Segmentation data
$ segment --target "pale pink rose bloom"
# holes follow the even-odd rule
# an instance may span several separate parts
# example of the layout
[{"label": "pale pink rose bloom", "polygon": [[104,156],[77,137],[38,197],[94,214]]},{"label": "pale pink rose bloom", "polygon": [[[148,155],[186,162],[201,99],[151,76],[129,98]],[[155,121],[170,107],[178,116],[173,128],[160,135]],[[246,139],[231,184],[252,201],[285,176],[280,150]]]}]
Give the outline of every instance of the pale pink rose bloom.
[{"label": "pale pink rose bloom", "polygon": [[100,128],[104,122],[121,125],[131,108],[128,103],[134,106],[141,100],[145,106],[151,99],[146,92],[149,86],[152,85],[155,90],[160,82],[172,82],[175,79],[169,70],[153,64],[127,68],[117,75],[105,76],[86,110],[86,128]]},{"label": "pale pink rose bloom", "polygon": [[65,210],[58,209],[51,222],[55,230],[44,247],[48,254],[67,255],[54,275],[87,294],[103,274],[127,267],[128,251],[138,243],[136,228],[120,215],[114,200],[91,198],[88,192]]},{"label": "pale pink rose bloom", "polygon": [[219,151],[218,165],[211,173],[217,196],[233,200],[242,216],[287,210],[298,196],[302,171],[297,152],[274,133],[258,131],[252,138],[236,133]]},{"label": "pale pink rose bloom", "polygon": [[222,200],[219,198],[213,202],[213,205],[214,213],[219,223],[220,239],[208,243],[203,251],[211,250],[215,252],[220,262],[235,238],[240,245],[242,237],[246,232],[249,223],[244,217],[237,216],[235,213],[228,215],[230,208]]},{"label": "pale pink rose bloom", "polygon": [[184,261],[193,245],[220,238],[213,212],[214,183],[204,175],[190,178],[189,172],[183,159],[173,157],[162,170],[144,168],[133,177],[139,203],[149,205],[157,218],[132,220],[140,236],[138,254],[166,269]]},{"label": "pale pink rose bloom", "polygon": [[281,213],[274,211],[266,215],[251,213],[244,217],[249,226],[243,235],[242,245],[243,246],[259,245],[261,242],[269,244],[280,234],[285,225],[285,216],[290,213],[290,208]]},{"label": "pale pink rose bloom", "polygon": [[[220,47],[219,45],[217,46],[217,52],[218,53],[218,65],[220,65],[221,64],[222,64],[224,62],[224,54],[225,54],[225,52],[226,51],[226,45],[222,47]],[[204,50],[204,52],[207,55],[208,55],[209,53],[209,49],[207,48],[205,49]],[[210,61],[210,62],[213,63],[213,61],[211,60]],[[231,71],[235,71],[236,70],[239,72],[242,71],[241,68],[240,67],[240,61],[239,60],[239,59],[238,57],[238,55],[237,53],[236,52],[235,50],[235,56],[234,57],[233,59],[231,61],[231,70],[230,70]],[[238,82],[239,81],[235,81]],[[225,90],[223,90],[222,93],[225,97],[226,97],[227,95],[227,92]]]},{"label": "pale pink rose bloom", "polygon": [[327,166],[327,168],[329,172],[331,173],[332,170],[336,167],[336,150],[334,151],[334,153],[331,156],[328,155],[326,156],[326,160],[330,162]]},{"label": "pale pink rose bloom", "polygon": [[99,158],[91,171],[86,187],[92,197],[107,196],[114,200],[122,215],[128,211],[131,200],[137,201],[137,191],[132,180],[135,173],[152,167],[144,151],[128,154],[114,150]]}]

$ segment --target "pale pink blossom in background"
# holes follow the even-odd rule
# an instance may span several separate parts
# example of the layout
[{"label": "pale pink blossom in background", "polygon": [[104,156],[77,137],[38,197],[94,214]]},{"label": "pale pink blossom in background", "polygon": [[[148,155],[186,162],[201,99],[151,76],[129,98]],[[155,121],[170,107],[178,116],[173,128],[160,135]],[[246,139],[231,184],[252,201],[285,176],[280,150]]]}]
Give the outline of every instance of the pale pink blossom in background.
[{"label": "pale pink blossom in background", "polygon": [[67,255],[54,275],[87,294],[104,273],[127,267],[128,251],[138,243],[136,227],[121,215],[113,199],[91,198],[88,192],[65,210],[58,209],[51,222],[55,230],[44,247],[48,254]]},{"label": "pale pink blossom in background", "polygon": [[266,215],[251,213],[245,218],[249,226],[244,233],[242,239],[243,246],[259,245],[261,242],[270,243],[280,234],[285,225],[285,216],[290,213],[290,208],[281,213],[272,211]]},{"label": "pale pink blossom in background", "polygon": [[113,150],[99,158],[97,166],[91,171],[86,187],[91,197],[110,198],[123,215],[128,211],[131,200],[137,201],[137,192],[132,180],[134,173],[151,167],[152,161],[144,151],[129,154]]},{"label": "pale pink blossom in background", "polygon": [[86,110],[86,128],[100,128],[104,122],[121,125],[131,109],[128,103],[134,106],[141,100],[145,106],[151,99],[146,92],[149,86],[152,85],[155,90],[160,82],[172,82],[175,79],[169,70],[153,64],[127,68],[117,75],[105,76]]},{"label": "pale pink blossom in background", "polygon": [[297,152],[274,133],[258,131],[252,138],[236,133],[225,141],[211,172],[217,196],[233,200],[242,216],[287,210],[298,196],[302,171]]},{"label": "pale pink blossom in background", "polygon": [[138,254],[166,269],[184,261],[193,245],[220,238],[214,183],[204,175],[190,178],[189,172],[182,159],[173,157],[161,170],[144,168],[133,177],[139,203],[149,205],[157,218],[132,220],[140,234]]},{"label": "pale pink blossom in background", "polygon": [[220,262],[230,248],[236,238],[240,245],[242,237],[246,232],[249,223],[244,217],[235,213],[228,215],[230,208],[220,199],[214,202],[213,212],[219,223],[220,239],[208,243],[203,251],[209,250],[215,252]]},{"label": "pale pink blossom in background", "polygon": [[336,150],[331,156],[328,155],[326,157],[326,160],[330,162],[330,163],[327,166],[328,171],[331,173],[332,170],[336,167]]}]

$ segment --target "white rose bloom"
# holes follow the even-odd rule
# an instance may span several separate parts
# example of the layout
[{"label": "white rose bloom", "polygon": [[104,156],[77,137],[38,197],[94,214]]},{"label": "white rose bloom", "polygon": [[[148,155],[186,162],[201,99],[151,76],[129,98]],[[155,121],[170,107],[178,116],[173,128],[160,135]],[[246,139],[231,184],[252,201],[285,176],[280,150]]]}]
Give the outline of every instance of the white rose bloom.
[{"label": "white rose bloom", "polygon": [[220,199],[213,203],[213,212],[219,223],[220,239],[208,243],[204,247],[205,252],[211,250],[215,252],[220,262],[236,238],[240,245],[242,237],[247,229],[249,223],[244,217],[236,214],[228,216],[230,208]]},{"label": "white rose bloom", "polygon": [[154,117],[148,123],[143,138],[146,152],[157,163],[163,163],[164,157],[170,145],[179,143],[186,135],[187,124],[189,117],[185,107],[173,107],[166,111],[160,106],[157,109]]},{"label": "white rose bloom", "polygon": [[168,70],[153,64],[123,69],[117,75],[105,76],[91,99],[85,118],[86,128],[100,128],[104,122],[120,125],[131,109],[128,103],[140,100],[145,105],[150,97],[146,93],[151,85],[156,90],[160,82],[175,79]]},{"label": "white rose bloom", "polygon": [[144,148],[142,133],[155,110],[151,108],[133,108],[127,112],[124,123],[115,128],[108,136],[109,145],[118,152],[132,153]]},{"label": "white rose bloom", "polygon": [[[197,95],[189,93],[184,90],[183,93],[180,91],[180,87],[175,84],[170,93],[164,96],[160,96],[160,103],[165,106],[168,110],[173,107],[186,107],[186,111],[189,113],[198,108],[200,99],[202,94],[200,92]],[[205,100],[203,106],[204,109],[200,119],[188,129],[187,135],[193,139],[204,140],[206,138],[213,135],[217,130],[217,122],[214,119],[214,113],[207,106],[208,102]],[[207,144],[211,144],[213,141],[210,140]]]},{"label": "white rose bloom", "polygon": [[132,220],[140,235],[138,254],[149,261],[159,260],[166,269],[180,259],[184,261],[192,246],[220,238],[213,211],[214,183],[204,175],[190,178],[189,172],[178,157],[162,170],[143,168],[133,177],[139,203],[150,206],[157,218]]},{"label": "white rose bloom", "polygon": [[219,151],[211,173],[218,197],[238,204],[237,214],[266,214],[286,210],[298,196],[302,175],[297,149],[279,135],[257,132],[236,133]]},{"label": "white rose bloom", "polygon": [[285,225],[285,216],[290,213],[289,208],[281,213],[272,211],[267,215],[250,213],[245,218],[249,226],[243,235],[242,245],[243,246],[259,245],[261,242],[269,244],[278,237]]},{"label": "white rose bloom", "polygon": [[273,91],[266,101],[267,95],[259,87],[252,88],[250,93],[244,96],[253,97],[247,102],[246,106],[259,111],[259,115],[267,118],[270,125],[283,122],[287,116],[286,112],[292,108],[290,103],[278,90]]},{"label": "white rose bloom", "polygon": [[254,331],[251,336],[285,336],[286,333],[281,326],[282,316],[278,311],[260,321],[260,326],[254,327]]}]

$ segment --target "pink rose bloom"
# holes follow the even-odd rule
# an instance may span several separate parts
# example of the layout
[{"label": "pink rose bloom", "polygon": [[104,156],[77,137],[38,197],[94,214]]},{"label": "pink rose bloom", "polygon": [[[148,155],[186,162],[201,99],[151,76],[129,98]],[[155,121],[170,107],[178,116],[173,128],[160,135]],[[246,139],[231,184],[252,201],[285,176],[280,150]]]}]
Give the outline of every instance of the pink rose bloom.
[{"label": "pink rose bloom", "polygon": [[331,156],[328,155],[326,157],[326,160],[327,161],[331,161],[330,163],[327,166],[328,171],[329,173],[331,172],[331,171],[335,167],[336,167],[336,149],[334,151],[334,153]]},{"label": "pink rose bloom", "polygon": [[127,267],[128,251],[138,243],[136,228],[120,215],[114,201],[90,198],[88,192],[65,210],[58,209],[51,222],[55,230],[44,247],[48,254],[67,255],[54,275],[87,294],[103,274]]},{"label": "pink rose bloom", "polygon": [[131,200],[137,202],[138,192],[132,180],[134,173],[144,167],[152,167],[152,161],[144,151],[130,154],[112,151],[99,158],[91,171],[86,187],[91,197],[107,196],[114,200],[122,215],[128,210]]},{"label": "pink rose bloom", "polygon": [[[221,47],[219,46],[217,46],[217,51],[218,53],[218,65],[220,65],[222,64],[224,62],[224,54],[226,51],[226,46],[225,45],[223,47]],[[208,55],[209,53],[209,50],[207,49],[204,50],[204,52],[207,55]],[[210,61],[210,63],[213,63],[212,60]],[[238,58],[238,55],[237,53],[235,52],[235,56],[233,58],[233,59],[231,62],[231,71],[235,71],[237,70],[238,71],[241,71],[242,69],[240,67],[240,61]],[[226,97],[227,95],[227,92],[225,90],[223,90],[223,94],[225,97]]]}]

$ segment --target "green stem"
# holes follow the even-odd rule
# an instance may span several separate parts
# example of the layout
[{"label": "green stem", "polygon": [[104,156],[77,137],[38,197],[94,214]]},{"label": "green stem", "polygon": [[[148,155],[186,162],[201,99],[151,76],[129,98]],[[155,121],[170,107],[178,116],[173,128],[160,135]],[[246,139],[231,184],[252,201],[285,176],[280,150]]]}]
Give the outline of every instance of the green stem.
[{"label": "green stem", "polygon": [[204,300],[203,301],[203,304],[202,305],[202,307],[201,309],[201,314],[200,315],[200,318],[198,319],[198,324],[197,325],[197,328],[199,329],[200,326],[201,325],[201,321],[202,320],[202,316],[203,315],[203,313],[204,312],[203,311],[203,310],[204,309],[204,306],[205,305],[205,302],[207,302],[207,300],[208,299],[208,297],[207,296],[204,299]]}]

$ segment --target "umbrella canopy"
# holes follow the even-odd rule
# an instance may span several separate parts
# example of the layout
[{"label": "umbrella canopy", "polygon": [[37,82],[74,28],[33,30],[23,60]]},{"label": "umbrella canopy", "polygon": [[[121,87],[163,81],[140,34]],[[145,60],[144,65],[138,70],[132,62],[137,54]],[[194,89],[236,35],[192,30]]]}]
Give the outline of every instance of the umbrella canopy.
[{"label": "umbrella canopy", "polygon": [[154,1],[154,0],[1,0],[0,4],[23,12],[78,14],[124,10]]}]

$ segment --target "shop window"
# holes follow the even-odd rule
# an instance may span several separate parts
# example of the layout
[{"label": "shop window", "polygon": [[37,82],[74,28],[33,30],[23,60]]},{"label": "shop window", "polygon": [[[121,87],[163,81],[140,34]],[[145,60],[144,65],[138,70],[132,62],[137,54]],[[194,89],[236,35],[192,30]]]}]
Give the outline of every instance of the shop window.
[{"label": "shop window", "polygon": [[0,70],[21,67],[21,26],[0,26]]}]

...

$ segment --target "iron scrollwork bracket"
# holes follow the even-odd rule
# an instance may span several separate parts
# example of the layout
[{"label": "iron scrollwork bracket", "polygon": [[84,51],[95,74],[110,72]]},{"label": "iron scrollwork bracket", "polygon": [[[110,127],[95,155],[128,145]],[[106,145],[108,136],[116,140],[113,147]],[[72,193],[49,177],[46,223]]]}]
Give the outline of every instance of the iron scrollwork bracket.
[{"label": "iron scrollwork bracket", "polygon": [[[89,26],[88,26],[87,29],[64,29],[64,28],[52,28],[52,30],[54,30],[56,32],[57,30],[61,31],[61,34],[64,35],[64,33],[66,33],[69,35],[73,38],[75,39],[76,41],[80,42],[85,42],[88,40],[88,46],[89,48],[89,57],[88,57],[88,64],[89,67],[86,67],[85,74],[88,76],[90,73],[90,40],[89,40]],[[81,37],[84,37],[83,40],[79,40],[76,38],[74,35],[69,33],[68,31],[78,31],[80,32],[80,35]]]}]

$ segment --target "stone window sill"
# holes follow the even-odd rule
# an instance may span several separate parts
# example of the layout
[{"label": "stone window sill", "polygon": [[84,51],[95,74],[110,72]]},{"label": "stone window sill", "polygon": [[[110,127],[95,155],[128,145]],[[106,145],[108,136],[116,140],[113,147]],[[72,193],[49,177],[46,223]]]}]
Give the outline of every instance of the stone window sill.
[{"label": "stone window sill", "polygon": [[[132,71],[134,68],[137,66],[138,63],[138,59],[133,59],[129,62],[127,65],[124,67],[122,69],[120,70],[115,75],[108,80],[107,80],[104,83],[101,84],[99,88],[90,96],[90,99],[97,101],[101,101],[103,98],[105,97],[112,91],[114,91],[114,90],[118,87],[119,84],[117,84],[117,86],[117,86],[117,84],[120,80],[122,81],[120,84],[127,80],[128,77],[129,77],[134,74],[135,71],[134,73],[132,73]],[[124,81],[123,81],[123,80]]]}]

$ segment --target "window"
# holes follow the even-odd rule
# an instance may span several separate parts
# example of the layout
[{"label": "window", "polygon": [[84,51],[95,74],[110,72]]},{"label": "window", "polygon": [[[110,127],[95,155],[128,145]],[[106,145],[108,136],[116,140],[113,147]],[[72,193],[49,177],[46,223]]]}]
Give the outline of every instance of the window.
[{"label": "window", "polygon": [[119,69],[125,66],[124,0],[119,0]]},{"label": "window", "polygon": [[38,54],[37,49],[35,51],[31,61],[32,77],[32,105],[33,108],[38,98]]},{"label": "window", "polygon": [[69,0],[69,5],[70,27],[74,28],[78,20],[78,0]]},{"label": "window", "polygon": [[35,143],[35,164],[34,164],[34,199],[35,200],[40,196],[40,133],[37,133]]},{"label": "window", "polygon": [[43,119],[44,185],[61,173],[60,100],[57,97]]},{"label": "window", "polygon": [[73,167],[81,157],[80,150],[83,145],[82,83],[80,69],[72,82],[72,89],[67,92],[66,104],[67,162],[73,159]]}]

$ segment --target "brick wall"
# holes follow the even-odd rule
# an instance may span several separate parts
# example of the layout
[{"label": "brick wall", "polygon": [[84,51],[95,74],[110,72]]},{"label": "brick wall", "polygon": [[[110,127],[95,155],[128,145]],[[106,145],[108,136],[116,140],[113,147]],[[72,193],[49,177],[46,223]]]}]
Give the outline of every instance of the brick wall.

> [JOB]: Collect and copy each line of the data above that contains the string "wall". Matching is case-sensitive.

> [FINISHED TASK]:
$ segment --target "brick wall"
[{"label": "brick wall", "polygon": [[84,51],[95,74],[110,72]]},{"label": "brick wall", "polygon": [[[110,127],[95,155],[128,145]],[[106,145],[108,136],[116,140],[113,147]],[[72,193],[49,177],[46,223]]]}]
Give the outline of every instance of the brick wall.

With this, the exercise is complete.